**** LISTING ****

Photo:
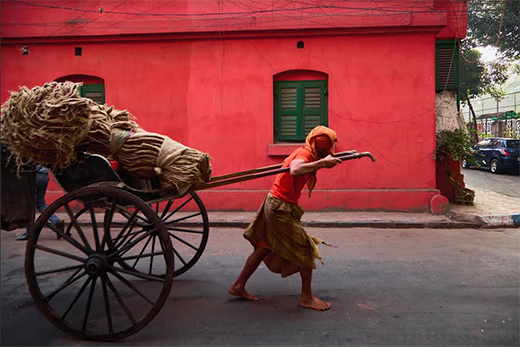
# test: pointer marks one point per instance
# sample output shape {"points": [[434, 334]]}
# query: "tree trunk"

****
**** LISTING ****

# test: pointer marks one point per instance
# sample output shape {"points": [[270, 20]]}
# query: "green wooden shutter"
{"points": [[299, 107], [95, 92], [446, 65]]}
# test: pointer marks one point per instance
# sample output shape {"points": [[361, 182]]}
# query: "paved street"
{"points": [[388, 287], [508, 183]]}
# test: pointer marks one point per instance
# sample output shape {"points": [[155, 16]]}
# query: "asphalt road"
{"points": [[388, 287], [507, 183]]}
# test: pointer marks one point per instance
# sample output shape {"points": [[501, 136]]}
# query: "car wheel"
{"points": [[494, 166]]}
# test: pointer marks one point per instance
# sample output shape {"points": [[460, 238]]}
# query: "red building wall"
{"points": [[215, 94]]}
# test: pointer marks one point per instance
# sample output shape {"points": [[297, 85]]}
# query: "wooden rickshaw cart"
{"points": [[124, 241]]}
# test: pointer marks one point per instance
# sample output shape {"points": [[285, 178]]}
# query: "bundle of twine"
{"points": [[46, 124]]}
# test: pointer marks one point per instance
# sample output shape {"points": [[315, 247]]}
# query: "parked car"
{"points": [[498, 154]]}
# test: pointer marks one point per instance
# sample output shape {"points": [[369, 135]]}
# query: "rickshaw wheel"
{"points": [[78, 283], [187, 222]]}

****

DESCRIPTION OF THE TASK> Copy out every line of the material above that contains the string "wheel". Matching is case-sensitive.

WRITTEN SOLUTION>
# query: "car wheel"
# query: "rickshaw wheel"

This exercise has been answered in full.